→ **YOUR INSTRUCTIONS**:
The required output is the exact run of lines below that opens at the line with "Teacher note to the class: pick out the paella in" and closes at the line with "Teacher note to the class: pick out the stack".

Stored data entries:
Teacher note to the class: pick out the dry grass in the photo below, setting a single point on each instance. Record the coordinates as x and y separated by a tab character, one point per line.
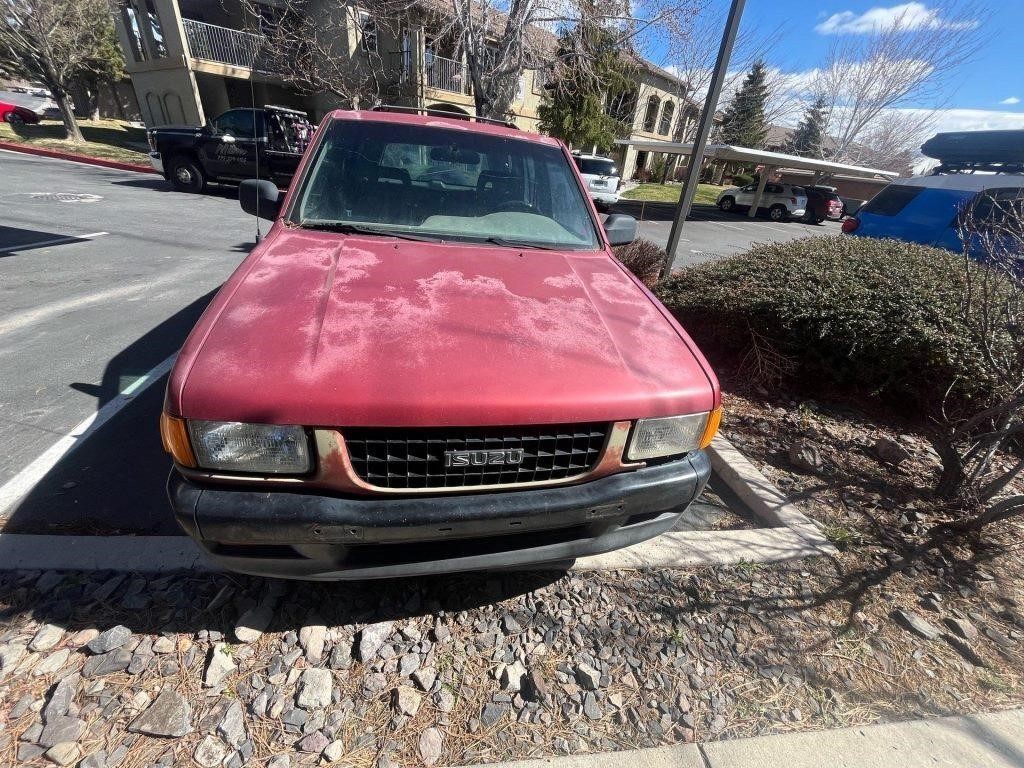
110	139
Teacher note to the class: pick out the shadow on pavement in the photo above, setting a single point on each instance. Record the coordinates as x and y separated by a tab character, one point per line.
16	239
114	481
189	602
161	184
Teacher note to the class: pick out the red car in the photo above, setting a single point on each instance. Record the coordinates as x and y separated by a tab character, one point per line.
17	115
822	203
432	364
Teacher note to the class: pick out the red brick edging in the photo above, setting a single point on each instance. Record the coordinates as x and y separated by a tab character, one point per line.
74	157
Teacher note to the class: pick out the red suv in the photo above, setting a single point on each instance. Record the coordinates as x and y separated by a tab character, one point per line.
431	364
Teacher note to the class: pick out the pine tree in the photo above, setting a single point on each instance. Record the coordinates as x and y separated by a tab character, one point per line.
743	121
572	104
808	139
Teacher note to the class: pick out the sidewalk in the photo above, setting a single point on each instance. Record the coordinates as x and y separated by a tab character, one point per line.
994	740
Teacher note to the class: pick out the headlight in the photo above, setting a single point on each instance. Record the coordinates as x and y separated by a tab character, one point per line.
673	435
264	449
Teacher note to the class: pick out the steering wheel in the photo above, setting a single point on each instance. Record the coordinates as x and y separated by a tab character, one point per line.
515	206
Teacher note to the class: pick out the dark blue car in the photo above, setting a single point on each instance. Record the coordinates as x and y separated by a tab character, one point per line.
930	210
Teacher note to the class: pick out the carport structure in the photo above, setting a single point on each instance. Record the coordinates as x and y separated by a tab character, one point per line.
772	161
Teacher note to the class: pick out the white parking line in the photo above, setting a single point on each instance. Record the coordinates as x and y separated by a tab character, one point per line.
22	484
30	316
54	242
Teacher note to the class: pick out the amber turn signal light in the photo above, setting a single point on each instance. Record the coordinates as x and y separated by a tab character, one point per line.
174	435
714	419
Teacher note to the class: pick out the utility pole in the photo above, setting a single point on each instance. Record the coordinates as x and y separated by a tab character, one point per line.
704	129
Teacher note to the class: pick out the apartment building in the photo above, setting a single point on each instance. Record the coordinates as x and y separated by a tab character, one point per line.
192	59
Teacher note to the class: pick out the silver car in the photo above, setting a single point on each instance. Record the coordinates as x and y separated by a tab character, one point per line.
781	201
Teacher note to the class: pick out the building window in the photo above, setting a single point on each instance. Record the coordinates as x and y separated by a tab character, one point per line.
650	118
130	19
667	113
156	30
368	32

---

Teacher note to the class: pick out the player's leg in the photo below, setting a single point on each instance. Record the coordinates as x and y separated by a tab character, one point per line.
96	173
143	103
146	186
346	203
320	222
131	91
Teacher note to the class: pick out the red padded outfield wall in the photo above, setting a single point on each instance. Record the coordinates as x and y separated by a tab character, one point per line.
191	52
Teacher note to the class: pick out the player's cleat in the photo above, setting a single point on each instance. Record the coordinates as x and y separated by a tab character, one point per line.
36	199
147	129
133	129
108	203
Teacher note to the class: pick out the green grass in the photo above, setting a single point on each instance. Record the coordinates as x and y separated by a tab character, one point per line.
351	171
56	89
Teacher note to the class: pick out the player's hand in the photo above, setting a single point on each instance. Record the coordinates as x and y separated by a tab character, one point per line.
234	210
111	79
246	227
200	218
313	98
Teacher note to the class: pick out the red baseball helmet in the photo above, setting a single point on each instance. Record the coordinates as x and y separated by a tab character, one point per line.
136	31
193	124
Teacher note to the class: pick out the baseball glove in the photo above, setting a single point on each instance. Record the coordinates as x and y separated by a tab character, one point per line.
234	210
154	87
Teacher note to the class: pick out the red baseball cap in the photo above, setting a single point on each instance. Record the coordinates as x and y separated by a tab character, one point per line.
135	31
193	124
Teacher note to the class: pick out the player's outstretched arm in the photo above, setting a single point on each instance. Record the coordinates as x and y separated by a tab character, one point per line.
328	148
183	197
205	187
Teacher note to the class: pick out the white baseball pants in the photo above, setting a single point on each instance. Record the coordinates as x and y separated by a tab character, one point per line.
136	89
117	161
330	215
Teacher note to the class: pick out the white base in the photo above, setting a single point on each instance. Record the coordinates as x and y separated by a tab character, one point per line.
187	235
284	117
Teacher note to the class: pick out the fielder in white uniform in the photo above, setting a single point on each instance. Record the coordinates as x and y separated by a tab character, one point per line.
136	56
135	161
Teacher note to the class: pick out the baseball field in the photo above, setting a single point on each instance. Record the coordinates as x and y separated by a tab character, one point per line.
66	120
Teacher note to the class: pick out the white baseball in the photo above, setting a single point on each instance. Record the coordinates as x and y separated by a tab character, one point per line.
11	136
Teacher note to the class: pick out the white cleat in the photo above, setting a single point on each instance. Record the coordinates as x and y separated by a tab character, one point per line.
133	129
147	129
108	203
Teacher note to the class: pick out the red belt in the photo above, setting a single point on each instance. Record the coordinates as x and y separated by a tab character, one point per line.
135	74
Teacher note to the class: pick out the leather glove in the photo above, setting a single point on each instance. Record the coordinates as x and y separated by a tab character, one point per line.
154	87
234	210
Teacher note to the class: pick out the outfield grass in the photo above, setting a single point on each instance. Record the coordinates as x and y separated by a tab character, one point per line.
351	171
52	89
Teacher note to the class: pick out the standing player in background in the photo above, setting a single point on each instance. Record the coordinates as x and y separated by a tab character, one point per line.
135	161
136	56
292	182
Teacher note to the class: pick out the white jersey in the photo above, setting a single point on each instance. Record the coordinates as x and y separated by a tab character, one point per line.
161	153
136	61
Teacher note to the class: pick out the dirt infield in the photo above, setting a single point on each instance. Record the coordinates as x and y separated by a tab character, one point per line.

--

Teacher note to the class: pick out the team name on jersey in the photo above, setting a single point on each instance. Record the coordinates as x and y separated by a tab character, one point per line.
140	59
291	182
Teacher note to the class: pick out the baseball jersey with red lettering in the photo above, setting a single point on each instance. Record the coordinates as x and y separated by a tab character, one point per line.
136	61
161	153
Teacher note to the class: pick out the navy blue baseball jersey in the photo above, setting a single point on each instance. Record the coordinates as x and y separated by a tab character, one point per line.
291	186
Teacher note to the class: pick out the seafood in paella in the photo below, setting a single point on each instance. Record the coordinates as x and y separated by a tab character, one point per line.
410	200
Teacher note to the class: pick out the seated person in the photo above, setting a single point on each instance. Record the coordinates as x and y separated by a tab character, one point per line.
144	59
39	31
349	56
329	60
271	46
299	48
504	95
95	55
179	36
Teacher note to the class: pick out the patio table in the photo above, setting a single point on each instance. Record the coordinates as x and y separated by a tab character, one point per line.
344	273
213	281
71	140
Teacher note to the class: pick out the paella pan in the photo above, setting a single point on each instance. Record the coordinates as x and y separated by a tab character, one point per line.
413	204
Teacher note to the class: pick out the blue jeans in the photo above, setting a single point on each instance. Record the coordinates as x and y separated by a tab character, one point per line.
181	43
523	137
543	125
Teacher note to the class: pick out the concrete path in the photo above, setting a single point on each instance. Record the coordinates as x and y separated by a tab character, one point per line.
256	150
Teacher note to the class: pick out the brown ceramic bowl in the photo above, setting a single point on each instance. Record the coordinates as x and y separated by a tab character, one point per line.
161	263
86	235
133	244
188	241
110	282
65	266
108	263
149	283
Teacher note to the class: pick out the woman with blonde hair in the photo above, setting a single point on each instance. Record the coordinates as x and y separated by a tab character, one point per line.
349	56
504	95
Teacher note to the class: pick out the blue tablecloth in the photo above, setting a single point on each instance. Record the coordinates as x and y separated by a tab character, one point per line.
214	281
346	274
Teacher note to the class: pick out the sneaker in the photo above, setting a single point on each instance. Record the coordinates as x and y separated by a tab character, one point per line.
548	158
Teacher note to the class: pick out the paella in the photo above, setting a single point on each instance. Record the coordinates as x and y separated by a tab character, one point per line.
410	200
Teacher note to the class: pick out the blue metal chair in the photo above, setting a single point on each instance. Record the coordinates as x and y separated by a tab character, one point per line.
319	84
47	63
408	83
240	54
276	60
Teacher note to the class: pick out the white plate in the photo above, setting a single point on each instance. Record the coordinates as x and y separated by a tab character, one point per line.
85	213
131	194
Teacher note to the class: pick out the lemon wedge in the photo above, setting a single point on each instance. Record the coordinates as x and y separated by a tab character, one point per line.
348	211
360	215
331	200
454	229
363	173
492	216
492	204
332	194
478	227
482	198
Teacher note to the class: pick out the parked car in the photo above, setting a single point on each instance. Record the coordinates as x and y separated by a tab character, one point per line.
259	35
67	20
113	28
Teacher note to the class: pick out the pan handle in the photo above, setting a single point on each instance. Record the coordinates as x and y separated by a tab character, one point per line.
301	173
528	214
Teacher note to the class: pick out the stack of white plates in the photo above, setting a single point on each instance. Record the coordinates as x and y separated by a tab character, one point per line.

→ **WORKED SOLUTION**:
Teacher note to the class: pick out the paella in the photo above, setting a single point on each instance. Record the coordinates as x and y separated by a tab character, one point per line.
410	200
Teacher note to the class: pick out the blue metal chair in the photo above, setting a single point on each instance. Record the coordinates as x and y separated by a tab character, one point per line.
319	84
47	63
408	83
240	54
276	60
Teacher note to the class: pick out the white plate in the photo above, setting a single point on each instance. Record the coordinates as x and y separated by a tab character, one point per line.
85	213
131	194
Teacher note to the class: pick out the lemon wedge in the photo above, setting a single point on each instance. Record the coordinates as x and y separated by a tab character, one point per line.
348	211
360	215
331	200
454	229
363	173
492	216
492	204
332	194
478	227
482	198
Teacher note to the class: pick out the parked car in the photo above, setting a single point on each instance. Record the coordinates as x and y separated by a tab character, one point per line.
259	35
67	20
113	28
Teacher note to the class: pick out the pan handle in the photo above, setting a single point on each instance. Record the coordinates as x and y separated by a tab character, one point per line.
301	173
528	214
Teacher note to the class: pick out the stack of white plates in the photo above, setting a single point on each instance. Record the coordinates as x and y separated by a tab character, one point per line.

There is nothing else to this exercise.